INPUT MATERIAL:
*-*-*

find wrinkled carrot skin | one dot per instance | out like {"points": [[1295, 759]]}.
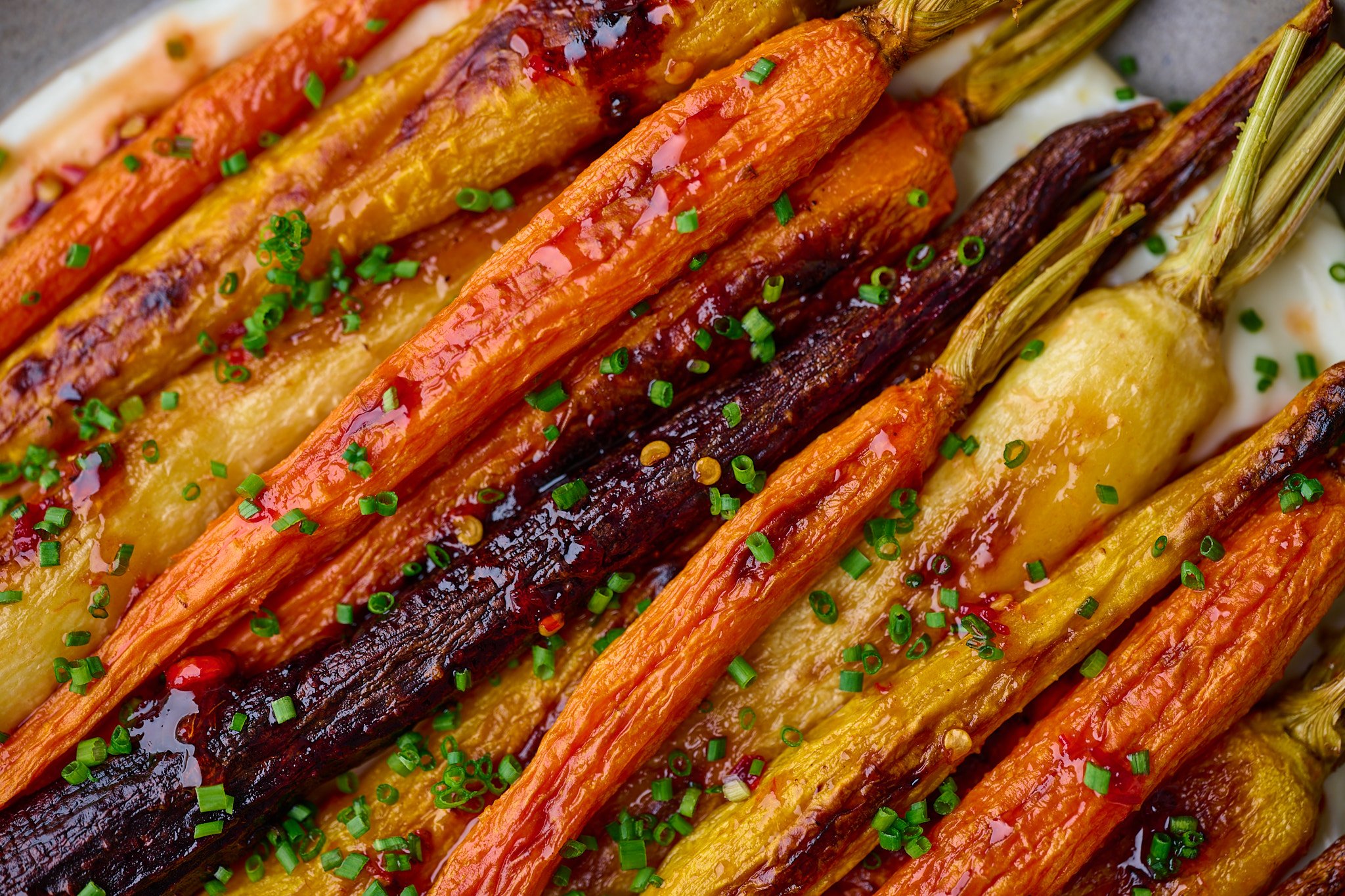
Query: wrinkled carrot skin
{"points": [[850, 207], [893, 748], [1189, 670], [1325, 876], [505, 719], [478, 106], [603, 244], [1256, 794], [135, 501], [707, 616], [114, 211]]}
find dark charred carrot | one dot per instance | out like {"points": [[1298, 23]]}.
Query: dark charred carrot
{"points": [[852, 209], [467, 620], [114, 211], [630, 223], [1187, 672], [642, 685]]}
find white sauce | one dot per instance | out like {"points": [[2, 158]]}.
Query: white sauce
{"points": [[70, 120], [1304, 309]]}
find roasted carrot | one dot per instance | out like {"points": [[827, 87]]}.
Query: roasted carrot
{"points": [[849, 210], [1325, 876], [977, 523], [738, 584], [505, 719], [1256, 796], [114, 211], [973, 512], [604, 242], [468, 618], [175, 469], [1189, 670], [475, 108], [916, 137]]}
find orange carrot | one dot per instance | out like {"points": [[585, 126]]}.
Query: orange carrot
{"points": [[114, 211], [625, 228], [645, 683], [1187, 672]]}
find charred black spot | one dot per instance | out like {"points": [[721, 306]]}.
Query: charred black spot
{"points": [[607, 46]]}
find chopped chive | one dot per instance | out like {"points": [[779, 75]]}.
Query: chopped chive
{"points": [[1097, 778], [549, 398], [617, 362], [1093, 667], [382, 504], [824, 608], [283, 710], [1192, 576], [1211, 548], [1032, 351], [250, 486], [919, 257], [77, 255], [661, 393], [1306, 366], [761, 547], [315, 89], [569, 494], [472, 199], [234, 164], [759, 72], [1016, 453], [854, 563]]}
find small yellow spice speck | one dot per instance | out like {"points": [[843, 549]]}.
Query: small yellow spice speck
{"points": [[957, 742], [655, 452], [708, 471], [468, 530]]}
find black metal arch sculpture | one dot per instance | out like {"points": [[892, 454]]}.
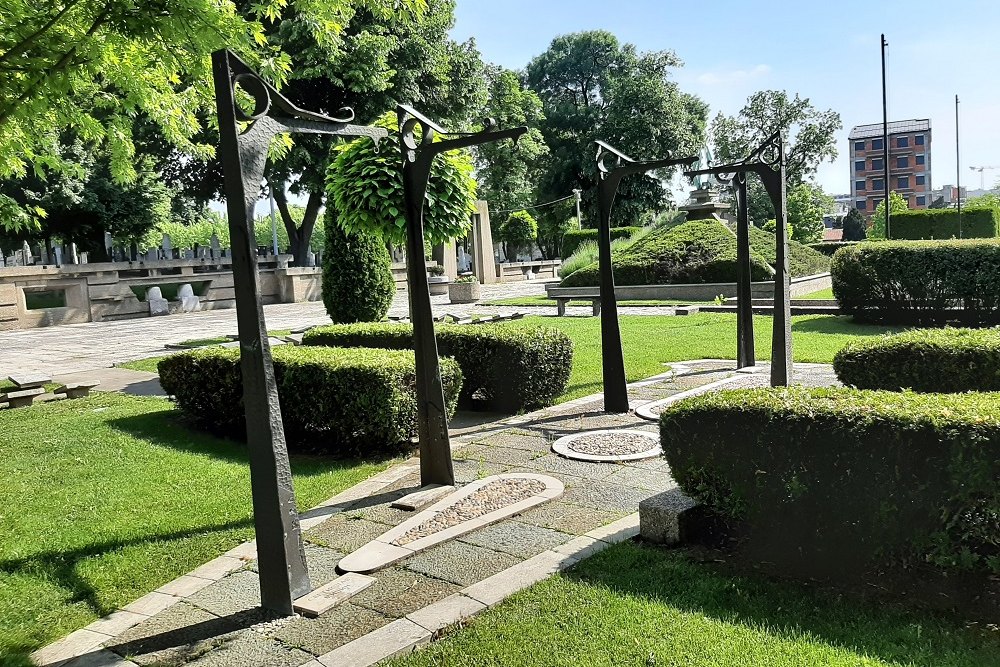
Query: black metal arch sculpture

*-*-*

THE PROBLEM: Filter the data for the string "arch". Copy each matching line.

PROBLEM SOLUTION:
find black metal arch sculpture | one dot per instance | out like {"points": [[892, 454]]}.
Query: black metal arch sculpture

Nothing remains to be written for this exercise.